Requisitos de tarea: Por favor, filtra las líneas de abajo y copia todas las que contengan la palabra "detect".

Material de trabajo:
__________________________________________________

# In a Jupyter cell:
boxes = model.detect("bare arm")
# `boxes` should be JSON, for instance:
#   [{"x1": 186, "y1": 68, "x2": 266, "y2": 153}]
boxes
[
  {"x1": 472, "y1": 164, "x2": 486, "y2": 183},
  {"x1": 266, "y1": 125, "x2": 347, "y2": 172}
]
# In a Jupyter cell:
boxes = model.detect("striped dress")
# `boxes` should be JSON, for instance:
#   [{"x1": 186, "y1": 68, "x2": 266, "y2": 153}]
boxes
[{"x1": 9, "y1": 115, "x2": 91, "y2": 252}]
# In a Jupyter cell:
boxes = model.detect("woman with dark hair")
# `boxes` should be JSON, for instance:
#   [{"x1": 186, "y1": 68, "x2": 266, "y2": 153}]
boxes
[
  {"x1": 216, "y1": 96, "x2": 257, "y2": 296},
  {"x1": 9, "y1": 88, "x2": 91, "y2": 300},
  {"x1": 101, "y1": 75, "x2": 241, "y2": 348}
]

__________________________________________________

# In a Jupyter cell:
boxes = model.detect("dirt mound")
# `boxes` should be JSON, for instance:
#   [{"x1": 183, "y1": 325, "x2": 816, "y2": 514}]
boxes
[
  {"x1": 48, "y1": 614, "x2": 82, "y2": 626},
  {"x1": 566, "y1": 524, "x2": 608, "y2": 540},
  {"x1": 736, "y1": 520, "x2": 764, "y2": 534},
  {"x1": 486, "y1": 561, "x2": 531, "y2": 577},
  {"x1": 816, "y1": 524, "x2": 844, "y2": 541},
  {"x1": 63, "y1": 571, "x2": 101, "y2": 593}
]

__________________________________________________

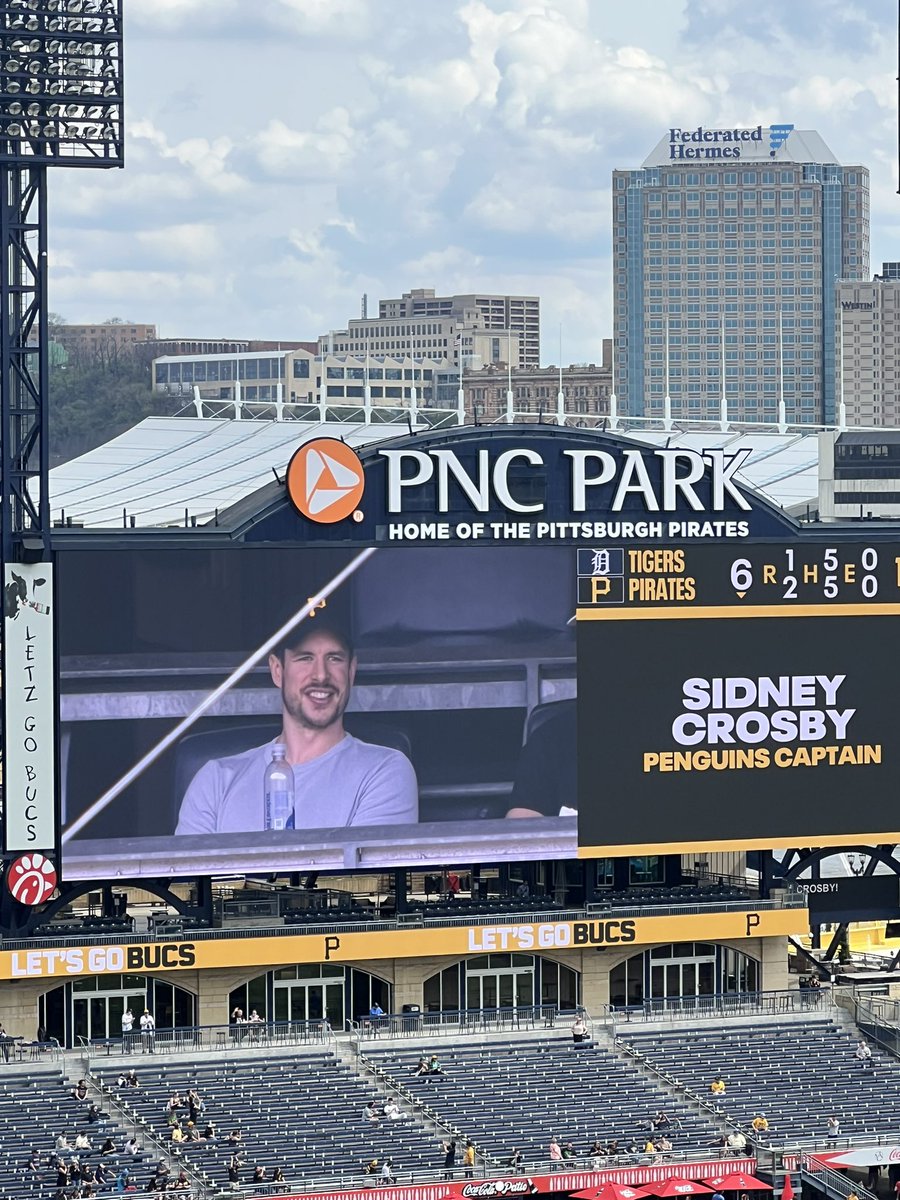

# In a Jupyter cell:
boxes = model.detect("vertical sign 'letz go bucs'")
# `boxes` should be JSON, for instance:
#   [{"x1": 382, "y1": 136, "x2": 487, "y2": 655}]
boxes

__________________________________________________

Resultado obtenido:
boxes = model.detect("bare arm")
boxes = model.detect("striped dress")
boxes = model.detect("woman with dark hair")
boxes = model.detect("dirt mound")
boxes = model.detect("vertical sign 'letz go bucs'")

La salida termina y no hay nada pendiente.